Daten zur Beschriftung von Regionen:
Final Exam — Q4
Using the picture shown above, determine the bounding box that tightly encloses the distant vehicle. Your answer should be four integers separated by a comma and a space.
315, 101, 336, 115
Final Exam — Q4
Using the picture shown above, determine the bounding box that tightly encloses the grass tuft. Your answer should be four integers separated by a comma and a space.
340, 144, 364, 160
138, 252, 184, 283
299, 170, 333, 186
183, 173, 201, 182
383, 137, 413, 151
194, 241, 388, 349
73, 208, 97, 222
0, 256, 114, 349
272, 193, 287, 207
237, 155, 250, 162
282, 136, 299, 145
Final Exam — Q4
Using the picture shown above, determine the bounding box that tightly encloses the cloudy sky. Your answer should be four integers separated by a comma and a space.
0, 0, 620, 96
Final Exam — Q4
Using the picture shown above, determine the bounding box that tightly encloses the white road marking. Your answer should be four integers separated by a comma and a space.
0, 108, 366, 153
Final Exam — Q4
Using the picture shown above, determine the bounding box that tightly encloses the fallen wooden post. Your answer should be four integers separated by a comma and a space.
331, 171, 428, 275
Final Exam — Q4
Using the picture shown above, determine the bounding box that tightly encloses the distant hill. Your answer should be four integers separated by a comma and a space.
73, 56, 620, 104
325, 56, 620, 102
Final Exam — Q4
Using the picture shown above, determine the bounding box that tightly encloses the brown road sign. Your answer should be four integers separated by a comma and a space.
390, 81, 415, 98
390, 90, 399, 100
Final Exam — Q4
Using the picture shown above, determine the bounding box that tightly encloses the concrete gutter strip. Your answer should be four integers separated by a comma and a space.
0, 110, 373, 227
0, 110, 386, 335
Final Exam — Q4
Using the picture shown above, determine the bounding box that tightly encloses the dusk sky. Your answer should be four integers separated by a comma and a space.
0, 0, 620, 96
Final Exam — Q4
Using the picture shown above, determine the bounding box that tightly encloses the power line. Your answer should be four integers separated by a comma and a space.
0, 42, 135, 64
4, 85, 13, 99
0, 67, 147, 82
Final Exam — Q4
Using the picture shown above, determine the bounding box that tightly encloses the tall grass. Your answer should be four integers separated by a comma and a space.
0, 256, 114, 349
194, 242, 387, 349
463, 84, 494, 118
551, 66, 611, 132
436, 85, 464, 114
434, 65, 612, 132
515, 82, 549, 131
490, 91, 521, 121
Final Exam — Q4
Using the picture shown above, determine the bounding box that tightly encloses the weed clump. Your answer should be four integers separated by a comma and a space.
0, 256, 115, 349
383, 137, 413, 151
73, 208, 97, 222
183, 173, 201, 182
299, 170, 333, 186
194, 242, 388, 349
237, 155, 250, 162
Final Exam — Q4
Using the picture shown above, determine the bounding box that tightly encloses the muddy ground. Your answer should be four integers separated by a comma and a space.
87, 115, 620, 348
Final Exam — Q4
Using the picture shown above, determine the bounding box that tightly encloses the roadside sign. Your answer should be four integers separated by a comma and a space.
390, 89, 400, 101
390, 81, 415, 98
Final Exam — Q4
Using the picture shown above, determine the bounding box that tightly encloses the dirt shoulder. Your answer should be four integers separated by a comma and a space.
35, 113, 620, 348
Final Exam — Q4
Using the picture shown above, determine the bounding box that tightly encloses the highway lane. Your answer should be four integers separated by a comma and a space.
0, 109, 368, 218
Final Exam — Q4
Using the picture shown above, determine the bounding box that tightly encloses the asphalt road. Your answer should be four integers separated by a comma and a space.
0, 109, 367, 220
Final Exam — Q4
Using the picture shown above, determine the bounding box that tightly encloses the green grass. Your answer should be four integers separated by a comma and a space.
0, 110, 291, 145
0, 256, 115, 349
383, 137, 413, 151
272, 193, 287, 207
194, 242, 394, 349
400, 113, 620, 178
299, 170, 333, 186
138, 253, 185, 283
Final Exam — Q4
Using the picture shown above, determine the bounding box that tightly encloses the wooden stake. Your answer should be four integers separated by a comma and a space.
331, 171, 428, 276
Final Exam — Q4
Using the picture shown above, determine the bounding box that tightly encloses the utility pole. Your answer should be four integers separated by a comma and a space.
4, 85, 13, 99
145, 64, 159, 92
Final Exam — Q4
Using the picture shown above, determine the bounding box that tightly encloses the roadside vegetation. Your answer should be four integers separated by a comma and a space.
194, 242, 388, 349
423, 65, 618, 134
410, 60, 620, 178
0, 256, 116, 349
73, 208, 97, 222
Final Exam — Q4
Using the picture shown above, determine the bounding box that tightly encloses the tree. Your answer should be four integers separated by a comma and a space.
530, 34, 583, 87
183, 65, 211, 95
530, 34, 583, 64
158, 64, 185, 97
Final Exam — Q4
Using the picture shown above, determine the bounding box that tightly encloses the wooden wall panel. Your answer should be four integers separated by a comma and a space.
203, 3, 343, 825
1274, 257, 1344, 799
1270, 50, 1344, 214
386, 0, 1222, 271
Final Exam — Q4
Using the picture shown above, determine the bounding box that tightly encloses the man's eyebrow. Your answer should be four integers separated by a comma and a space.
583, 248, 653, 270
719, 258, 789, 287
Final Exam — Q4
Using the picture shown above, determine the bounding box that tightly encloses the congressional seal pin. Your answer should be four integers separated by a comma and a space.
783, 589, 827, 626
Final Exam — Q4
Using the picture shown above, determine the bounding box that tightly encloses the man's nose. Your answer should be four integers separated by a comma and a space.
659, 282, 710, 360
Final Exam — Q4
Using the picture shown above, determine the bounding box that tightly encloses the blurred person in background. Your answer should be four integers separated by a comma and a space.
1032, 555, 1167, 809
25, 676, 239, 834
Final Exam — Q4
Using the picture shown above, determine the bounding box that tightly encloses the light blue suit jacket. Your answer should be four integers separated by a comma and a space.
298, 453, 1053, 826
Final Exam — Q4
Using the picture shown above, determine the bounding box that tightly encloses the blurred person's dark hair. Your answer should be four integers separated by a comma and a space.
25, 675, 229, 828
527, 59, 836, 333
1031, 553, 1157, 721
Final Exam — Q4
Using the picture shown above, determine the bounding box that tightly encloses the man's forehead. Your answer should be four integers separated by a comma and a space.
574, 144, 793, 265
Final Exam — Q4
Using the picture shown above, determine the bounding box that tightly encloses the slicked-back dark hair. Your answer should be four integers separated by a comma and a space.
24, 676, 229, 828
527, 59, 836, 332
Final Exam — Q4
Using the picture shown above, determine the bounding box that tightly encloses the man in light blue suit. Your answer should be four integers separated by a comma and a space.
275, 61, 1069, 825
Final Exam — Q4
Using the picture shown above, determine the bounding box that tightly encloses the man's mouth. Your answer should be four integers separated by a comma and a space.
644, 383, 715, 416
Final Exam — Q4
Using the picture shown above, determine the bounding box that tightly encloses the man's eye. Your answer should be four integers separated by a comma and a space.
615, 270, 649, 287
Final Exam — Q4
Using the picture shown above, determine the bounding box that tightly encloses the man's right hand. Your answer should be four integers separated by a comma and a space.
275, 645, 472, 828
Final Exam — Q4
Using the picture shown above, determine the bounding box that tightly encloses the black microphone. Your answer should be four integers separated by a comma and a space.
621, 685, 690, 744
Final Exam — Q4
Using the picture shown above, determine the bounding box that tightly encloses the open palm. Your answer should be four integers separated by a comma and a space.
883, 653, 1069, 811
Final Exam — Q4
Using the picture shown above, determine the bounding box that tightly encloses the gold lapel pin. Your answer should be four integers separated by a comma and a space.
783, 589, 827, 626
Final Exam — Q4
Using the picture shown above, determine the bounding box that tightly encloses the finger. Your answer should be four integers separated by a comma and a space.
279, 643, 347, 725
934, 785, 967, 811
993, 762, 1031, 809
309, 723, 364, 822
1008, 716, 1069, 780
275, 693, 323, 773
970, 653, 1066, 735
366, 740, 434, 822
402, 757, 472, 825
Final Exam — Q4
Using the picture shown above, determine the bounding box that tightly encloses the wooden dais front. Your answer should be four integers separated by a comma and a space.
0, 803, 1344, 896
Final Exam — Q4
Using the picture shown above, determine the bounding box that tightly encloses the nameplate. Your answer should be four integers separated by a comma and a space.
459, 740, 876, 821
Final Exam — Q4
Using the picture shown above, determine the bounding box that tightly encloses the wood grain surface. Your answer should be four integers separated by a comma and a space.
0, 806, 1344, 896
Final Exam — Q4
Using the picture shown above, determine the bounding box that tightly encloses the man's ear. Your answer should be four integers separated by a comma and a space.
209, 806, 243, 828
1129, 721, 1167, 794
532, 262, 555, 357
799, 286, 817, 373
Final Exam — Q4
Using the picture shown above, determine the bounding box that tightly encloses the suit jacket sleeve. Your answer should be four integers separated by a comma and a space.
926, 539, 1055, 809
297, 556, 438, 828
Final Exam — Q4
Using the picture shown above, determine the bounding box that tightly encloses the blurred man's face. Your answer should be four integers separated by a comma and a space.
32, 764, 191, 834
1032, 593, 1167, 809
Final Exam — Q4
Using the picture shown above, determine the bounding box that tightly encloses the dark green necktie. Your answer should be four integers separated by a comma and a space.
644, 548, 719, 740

*Deine Aufgabe:*
Gib bitte die Zeilen vom Anfang bis einschließlich der Zeile mit „315, 101, 336, 115“ als JSON-Liste von Zeichenketten aus, eine Zeichenkette je Zeile und ohne Leerzeilen.

*Lösung:*
[
  "Final Exam — Q4",
  "Using the picture shown above, determine the bounding box that tightly encloses the distant vehicle. Your answer should be four integers separated by a comma and a space.",
  "315, 101, 336, 115"
]